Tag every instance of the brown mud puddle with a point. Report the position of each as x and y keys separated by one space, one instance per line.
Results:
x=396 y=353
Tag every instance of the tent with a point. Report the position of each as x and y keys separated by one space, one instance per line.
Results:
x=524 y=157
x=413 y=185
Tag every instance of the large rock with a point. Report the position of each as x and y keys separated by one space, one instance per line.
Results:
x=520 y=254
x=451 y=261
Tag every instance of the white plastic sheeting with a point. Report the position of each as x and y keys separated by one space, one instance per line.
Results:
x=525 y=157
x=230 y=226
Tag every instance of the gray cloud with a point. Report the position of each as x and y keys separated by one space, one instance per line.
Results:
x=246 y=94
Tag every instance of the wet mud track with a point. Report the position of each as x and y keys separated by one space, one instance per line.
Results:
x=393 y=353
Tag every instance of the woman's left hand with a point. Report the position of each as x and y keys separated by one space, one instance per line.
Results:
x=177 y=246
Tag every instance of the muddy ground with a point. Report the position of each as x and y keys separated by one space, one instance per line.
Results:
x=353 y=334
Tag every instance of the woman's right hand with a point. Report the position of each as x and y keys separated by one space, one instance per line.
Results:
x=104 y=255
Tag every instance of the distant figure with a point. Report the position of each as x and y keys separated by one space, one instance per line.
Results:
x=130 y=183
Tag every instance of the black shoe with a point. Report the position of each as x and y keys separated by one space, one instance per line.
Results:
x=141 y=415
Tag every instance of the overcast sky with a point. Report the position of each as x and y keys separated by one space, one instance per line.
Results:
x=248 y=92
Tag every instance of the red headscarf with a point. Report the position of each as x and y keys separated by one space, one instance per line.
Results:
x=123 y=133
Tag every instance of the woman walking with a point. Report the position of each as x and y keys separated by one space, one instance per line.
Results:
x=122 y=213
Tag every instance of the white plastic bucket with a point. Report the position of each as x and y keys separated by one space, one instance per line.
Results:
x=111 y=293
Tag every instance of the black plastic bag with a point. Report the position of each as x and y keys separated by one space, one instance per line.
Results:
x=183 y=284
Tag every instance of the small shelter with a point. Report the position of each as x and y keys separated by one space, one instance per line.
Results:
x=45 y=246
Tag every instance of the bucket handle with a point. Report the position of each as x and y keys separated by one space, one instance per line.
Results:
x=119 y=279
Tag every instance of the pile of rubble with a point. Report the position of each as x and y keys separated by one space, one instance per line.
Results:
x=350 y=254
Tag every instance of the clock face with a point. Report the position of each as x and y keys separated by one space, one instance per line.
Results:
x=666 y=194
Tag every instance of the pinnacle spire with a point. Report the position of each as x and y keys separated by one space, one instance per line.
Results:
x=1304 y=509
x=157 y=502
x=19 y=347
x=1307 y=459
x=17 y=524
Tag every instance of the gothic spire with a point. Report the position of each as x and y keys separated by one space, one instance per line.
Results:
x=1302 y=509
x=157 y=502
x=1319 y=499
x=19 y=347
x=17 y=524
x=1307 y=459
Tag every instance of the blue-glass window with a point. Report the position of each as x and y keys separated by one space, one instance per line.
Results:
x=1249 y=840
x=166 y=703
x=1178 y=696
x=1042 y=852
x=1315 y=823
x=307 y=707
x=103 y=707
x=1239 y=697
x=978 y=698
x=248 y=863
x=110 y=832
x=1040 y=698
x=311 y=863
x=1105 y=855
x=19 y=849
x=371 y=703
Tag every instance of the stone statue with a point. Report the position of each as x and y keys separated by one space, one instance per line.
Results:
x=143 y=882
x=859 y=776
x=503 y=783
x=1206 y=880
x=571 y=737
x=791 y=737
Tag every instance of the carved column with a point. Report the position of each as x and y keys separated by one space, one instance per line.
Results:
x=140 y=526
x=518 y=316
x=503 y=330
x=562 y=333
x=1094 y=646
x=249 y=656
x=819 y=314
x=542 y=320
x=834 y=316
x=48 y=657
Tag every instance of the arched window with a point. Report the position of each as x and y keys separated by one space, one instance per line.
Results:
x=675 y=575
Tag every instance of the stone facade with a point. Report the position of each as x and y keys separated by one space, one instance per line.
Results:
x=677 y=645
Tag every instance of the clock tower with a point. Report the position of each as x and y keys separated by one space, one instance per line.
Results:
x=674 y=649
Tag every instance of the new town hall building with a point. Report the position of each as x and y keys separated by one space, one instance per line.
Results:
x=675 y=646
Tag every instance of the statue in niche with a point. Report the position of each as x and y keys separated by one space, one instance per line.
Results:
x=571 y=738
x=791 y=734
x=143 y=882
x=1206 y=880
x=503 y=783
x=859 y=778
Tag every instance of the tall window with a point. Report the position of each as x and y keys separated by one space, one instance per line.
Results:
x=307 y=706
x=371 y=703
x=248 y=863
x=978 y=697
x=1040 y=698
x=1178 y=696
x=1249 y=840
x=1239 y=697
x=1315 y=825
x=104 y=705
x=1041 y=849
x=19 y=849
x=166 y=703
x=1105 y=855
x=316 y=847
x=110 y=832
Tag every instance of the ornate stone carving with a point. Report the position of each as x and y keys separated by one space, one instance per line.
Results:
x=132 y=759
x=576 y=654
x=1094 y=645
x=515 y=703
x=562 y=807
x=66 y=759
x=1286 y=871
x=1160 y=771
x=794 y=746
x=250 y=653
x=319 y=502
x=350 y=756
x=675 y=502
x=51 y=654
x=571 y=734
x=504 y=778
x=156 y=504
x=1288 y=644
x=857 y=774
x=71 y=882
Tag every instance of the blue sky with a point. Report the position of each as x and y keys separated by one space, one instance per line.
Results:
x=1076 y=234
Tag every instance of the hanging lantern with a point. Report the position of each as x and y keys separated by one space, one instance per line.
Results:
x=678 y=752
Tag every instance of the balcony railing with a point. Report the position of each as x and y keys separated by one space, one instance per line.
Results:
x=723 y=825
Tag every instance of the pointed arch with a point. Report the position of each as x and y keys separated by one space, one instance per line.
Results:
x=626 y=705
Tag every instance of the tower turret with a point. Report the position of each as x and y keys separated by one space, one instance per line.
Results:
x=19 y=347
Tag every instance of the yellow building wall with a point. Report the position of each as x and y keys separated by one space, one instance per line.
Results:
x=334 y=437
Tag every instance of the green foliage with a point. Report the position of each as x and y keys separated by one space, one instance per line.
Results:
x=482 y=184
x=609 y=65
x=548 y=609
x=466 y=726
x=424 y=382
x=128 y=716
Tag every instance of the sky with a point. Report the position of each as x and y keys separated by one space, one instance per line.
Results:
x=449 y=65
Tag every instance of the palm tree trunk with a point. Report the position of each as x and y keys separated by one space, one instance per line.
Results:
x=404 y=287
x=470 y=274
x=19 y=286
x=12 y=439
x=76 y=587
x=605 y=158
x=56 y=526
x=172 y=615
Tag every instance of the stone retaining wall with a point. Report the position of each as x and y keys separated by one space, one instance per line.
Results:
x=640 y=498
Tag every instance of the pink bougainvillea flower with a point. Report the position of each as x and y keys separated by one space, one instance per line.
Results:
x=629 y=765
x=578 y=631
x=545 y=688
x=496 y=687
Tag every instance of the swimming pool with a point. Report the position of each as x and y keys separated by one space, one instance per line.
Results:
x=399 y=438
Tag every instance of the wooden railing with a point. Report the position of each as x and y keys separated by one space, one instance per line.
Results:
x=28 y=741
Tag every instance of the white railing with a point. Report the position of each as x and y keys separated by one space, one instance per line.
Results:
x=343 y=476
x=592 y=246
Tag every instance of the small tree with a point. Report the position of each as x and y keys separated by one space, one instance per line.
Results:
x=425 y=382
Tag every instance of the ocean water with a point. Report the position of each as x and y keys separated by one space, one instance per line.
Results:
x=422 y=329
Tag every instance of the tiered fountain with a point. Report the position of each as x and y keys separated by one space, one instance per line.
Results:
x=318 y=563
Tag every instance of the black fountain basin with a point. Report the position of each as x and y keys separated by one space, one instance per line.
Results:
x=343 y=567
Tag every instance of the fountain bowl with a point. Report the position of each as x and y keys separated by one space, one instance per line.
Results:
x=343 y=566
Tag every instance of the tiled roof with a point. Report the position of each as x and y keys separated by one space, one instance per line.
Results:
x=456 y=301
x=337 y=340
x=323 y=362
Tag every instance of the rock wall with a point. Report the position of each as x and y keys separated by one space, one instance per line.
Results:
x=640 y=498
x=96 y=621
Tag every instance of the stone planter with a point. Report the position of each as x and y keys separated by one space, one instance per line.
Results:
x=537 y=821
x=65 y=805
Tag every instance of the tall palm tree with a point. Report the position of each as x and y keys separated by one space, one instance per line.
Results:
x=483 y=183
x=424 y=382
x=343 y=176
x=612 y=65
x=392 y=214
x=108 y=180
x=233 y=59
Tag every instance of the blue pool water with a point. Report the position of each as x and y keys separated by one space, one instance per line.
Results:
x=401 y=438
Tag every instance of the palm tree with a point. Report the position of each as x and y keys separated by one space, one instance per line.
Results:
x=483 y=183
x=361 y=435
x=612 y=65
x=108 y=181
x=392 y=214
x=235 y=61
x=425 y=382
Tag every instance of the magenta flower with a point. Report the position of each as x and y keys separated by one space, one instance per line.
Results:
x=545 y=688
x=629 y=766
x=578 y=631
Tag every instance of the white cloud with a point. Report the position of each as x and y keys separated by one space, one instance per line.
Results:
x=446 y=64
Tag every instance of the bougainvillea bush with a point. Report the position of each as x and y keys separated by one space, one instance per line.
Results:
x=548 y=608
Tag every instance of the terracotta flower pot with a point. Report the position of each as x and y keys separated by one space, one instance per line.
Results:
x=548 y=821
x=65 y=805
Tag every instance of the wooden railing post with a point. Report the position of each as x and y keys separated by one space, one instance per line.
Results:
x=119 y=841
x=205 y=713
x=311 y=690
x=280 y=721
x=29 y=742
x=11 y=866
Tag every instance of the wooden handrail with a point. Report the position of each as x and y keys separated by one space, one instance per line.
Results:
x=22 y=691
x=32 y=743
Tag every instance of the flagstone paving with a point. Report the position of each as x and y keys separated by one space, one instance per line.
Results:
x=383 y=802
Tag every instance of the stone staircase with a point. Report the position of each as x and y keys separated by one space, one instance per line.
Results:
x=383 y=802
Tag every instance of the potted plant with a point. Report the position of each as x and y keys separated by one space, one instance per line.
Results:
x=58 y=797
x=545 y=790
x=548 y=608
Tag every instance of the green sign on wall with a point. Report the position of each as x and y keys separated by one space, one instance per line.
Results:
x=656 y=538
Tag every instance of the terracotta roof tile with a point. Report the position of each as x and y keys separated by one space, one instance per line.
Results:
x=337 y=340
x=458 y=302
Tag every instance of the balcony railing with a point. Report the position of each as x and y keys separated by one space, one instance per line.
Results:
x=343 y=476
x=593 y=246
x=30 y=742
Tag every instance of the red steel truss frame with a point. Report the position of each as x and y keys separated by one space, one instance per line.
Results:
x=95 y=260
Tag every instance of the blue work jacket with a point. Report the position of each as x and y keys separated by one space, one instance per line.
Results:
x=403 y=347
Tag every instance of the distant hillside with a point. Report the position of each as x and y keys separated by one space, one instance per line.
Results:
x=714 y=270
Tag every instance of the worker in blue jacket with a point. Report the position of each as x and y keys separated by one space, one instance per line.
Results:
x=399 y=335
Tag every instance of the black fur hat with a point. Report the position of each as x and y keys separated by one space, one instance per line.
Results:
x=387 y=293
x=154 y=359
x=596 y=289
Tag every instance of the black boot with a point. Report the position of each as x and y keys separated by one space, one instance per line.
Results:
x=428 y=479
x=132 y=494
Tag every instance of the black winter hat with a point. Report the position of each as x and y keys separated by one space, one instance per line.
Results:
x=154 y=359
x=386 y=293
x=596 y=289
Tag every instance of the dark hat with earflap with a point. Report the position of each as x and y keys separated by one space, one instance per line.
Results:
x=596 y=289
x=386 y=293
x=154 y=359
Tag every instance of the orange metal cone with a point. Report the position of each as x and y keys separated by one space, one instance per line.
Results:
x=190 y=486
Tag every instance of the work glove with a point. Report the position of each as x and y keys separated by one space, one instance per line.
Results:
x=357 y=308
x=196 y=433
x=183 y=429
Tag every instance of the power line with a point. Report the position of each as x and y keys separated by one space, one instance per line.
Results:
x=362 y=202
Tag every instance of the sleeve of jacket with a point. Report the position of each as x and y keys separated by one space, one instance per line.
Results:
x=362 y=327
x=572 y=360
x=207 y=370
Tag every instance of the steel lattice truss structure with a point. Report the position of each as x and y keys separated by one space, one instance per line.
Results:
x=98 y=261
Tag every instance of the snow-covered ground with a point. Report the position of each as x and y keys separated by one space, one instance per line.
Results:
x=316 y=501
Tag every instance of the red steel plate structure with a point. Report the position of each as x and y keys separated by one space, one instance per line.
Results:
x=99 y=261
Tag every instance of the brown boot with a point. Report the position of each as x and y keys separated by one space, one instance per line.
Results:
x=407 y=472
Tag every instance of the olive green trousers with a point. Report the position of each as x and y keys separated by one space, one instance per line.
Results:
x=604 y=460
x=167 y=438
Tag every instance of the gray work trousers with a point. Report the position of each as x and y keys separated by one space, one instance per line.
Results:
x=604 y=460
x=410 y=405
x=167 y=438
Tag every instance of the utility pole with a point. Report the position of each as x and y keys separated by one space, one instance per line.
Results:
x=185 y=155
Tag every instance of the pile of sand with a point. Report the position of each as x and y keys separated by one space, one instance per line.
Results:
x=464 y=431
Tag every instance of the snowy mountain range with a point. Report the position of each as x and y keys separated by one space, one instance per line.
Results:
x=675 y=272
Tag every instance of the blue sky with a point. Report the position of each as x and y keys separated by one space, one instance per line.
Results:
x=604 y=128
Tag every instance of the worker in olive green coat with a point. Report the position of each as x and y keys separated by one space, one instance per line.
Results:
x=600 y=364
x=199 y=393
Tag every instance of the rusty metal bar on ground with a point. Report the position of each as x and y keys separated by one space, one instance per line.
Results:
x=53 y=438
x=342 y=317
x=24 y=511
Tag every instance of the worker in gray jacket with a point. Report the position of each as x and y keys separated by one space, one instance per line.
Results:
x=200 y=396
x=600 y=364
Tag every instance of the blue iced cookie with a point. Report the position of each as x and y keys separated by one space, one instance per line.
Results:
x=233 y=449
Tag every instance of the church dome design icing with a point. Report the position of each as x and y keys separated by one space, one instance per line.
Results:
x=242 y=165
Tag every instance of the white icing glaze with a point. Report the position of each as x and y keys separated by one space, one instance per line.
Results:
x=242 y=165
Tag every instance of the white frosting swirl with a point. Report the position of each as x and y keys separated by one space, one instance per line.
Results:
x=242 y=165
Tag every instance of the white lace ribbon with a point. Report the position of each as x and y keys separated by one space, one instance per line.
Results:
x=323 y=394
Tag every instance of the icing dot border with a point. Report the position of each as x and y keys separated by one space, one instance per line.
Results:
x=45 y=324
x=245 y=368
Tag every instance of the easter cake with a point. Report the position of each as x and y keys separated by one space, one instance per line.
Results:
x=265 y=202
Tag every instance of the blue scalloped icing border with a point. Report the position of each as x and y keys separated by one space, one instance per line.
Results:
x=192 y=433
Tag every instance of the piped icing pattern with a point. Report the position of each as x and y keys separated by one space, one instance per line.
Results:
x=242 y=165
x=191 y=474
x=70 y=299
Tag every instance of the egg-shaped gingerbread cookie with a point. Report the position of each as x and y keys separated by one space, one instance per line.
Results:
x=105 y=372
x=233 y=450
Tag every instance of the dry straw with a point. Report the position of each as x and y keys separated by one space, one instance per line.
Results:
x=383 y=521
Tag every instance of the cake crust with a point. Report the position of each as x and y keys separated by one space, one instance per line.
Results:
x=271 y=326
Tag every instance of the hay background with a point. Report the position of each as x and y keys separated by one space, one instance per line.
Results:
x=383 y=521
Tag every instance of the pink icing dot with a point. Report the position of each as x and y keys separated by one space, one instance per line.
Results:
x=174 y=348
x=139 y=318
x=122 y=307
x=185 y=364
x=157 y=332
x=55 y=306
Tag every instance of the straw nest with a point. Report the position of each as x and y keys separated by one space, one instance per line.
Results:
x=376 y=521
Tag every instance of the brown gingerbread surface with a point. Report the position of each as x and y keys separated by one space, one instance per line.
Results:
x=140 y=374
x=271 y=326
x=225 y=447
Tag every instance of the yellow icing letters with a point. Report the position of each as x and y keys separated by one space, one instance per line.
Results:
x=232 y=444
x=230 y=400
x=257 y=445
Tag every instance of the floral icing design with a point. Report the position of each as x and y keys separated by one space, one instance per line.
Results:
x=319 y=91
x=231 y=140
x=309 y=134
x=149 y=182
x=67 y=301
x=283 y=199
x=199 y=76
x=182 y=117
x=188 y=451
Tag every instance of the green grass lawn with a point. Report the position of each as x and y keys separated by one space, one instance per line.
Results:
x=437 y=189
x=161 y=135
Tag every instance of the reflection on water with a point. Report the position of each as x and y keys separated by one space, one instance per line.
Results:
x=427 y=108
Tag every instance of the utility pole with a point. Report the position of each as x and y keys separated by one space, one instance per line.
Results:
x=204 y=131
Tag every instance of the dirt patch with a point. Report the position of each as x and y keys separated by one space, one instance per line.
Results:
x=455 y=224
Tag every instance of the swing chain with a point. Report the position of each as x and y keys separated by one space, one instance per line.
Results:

*****

Rewrite the rows starting at the line containing "Tag every instance of the snow-covered" and ending at the line containing "x=407 y=472", renaming "brown boot" to "hiking boot". Leave everything else unchanged.

> ANSWER BELOW
Tag every instance of the snow-covered ground with a point. Report the position of each as x and y keys separated by one space, one instance per line.
Results:
x=316 y=501
Tag every instance of the red steel plate structure with a point. Report the position of each as x and y keys separated by one space, one instance per line.
Results:
x=99 y=261
Tag every instance of the hiking boot with a point. Report the position of each as x and y keys separated by one space, one instance per line.
Results:
x=407 y=472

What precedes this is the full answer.